= Aim of the task =
Only the lines from the one with "Isolate any visible tree." to the end of the data below should be given again, exactly as written.

= Material for the task =
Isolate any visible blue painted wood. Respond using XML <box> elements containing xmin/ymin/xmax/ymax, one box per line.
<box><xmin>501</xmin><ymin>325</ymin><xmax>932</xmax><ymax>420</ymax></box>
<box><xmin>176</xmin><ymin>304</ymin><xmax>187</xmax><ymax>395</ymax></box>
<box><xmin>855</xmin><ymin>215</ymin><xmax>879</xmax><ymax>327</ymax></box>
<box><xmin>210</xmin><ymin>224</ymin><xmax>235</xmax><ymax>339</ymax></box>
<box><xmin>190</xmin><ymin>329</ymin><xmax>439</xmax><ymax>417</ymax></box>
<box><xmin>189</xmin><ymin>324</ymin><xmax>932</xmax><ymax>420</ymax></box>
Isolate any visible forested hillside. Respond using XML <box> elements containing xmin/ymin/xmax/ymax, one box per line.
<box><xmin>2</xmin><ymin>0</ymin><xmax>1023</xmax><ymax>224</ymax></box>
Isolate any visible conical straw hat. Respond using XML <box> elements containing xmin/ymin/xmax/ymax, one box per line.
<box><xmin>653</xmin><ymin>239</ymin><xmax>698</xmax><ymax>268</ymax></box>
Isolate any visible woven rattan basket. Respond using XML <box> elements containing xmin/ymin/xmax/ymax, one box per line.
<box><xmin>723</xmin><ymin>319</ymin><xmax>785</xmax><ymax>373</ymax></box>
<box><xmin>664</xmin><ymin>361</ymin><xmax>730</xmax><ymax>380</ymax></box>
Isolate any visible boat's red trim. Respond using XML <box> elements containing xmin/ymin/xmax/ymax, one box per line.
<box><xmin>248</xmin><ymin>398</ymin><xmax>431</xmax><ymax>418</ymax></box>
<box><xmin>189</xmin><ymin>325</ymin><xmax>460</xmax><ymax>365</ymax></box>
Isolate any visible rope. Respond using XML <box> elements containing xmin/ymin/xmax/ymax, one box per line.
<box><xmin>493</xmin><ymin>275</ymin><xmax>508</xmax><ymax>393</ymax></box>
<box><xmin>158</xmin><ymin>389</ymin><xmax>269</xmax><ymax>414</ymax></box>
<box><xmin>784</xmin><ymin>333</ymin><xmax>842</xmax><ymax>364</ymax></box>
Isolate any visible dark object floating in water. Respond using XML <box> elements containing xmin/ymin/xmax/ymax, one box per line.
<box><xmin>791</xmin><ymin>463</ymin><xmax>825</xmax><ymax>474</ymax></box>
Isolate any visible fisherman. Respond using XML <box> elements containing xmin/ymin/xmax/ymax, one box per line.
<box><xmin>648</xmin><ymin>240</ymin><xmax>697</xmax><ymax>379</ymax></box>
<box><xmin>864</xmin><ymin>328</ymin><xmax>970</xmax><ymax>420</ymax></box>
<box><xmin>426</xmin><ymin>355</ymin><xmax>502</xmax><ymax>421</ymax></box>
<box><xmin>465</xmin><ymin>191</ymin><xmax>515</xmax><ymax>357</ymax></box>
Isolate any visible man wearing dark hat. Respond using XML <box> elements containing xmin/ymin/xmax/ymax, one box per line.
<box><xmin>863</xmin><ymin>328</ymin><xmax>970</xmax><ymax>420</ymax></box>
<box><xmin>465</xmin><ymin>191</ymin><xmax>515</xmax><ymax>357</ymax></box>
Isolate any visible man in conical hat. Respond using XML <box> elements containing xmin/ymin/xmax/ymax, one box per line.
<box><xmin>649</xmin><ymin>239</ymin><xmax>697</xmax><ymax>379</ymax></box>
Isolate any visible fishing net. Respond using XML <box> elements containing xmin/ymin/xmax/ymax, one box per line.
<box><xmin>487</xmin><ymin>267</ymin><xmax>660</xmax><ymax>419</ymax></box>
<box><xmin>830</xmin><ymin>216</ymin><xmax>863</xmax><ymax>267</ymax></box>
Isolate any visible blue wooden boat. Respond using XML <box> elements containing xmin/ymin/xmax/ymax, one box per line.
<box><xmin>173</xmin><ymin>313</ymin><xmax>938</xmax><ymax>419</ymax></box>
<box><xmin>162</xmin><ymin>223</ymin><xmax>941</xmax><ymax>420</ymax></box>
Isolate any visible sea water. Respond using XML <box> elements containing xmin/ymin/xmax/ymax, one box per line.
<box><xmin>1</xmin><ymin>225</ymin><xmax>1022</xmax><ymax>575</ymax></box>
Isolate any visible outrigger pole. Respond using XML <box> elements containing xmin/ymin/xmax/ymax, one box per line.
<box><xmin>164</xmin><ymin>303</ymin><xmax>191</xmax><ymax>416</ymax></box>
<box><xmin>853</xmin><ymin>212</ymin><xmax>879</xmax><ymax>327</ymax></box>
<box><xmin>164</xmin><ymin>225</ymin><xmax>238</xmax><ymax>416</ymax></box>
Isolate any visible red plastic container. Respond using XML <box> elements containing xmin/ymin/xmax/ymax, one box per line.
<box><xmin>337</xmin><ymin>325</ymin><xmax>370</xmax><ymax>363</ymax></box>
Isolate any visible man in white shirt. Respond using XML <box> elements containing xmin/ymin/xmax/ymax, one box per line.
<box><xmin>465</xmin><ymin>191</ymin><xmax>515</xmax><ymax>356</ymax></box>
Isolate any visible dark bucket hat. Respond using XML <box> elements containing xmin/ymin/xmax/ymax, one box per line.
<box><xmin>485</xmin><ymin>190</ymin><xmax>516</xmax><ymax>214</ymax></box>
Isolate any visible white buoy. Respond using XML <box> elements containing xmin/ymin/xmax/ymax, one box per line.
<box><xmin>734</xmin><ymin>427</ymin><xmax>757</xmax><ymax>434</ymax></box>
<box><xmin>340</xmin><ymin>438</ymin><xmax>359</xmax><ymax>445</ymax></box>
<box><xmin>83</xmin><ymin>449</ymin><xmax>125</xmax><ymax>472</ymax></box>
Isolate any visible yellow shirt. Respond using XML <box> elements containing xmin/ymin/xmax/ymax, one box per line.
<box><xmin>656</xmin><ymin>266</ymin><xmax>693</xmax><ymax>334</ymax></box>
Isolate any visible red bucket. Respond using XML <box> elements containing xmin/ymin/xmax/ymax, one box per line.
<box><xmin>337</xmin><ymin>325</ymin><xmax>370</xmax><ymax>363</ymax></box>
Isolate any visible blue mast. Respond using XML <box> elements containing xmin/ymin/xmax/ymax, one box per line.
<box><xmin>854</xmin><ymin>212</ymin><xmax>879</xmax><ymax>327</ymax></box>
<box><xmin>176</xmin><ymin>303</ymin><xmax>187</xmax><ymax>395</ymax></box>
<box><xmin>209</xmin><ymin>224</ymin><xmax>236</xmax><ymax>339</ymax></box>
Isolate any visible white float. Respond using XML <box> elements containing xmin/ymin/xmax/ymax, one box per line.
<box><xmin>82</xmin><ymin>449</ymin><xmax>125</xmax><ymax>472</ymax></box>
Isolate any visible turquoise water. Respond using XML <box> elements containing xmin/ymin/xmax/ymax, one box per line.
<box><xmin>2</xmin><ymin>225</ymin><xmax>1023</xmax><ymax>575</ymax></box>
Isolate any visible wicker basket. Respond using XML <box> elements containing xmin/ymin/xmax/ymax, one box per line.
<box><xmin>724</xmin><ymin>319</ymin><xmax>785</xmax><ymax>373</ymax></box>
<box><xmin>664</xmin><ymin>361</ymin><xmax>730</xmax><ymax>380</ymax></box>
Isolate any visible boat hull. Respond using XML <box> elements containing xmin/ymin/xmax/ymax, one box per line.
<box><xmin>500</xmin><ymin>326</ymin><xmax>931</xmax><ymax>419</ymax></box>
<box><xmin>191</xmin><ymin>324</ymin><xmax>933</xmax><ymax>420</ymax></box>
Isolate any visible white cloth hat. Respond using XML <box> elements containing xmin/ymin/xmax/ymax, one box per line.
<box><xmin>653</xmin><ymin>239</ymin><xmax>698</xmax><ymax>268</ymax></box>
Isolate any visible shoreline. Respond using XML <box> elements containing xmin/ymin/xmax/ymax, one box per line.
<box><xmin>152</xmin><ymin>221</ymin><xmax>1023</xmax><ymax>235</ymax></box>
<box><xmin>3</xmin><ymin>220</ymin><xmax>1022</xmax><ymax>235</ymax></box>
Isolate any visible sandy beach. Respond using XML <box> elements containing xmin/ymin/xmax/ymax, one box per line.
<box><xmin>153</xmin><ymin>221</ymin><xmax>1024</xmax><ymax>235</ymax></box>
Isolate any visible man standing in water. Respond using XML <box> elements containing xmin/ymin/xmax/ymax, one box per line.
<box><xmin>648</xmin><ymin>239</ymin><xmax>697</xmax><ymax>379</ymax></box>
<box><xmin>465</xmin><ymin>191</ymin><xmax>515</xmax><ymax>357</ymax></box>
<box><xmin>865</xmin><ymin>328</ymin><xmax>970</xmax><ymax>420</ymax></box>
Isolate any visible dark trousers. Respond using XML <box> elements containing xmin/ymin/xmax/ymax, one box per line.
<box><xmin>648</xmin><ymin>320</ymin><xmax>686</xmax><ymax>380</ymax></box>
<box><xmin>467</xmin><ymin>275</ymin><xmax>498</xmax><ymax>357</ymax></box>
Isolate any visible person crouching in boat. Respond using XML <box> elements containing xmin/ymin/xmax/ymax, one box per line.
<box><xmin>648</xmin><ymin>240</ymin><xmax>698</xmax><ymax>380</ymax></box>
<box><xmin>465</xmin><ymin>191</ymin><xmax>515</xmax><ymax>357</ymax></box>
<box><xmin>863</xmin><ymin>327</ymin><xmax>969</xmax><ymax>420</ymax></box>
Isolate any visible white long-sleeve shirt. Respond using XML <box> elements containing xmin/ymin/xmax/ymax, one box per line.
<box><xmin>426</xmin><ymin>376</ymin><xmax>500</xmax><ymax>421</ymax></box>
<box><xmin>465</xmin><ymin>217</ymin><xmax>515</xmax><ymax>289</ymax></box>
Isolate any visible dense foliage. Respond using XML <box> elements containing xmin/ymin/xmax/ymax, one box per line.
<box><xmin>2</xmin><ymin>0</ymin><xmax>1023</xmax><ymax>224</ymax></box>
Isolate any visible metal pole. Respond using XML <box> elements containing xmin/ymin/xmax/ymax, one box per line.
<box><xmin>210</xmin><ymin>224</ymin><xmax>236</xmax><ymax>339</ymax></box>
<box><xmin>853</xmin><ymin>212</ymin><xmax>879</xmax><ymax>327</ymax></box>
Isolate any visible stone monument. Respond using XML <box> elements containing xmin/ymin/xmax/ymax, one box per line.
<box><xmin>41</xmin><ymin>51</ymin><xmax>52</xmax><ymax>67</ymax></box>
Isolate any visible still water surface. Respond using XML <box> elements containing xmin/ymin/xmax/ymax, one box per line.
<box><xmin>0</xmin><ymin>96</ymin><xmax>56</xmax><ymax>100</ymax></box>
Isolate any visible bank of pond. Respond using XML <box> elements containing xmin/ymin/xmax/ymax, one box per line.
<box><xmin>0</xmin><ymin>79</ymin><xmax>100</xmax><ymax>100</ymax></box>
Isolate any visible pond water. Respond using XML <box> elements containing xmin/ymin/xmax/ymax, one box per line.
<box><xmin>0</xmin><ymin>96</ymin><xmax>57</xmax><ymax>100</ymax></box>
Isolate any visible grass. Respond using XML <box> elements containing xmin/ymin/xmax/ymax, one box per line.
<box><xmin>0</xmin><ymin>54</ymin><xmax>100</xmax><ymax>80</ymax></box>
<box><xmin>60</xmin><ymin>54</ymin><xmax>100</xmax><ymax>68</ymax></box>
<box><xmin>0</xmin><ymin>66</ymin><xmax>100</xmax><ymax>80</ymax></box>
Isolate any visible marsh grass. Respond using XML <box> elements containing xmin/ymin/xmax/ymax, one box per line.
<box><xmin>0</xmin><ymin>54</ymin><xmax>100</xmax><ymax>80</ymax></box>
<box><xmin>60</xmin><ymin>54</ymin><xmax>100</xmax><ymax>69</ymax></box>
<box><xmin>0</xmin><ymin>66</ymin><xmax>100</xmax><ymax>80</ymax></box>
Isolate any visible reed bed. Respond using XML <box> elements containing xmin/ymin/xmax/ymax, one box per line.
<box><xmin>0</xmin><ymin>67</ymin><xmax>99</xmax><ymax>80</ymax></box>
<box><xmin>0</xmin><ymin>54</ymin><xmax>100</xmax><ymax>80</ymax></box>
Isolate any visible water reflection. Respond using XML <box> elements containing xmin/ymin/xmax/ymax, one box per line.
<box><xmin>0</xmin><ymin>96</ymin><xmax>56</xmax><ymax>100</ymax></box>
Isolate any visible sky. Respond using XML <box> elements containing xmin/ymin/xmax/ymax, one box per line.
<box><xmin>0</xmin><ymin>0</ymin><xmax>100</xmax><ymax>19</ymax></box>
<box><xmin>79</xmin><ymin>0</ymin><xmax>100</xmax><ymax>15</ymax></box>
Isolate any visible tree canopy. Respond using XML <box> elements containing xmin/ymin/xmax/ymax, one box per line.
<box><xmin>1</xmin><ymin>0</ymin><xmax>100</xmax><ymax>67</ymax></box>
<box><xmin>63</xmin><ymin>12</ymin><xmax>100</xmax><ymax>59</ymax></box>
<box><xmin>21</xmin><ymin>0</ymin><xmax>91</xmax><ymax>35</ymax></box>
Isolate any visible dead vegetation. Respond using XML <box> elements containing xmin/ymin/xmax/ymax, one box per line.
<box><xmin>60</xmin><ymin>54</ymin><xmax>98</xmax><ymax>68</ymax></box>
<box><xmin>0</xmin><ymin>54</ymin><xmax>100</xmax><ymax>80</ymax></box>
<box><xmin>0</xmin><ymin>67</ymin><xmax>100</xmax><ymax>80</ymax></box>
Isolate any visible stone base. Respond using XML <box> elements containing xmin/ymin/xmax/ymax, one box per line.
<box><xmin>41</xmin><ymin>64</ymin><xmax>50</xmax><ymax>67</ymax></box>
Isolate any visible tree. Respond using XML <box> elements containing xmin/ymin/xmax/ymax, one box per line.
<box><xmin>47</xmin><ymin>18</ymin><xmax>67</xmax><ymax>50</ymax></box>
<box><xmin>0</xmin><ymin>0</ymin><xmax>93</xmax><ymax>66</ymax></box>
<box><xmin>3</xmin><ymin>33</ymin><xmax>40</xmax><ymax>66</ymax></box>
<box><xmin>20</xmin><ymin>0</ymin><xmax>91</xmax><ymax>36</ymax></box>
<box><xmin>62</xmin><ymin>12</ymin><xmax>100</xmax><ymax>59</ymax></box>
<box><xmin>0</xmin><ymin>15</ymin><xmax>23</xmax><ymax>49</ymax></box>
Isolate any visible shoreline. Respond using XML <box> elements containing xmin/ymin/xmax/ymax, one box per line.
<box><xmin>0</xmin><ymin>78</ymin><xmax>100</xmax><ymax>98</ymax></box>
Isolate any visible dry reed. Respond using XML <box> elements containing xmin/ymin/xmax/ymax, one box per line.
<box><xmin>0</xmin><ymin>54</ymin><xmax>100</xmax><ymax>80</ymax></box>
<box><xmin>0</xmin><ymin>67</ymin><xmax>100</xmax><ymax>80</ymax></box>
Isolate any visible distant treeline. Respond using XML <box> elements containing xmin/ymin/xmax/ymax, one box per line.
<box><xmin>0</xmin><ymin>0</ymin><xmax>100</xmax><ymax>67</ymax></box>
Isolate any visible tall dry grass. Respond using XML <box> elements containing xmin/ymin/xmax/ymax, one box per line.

= Answer below =
Isolate any visible tree. Respond using XML <box> elements containing xmin/ymin/xmax/ymax, one box per line.
<box><xmin>47</xmin><ymin>18</ymin><xmax>67</xmax><ymax>50</ymax></box>
<box><xmin>0</xmin><ymin>0</ymin><xmax>93</xmax><ymax>66</ymax></box>
<box><xmin>3</xmin><ymin>33</ymin><xmax>40</xmax><ymax>66</ymax></box>
<box><xmin>20</xmin><ymin>0</ymin><xmax>91</xmax><ymax>36</ymax></box>
<box><xmin>62</xmin><ymin>12</ymin><xmax>100</xmax><ymax>59</ymax></box>
<box><xmin>0</xmin><ymin>15</ymin><xmax>23</xmax><ymax>49</ymax></box>
Isolate any visible shoreline. Respond using XML <box> elements containing xmin/ymin/xmax/ymax, one box per line.
<box><xmin>0</xmin><ymin>78</ymin><xmax>100</xmax><ymax>98</ymax></box>
Isolate any visible dry reed. Respond using XML <box> elements containing xmin/ymin/xmax/ymax, one box per line.
<box><xmin>0</xmin><ymin>54</ymin><xmax>100</xmax><ymax>80</ymax></box>
<box><xmin>0</xmin><ymin>67</ymin><xmax>100</xmax><ymax>80</ymax></box>
Isolate any visible distant treeline. Respond using XML <box> elements containing xmin/ymin/xmax/ymax, one box per line.
<box><xmin>0</xmin><ymin>0</ymin><xmax>100</xmax><ymax>67</ymax></box>
Isolate any visible tall dry grass. Respond using XML <box> elements containing xmin/ymin/xmax/ymax, one box per line.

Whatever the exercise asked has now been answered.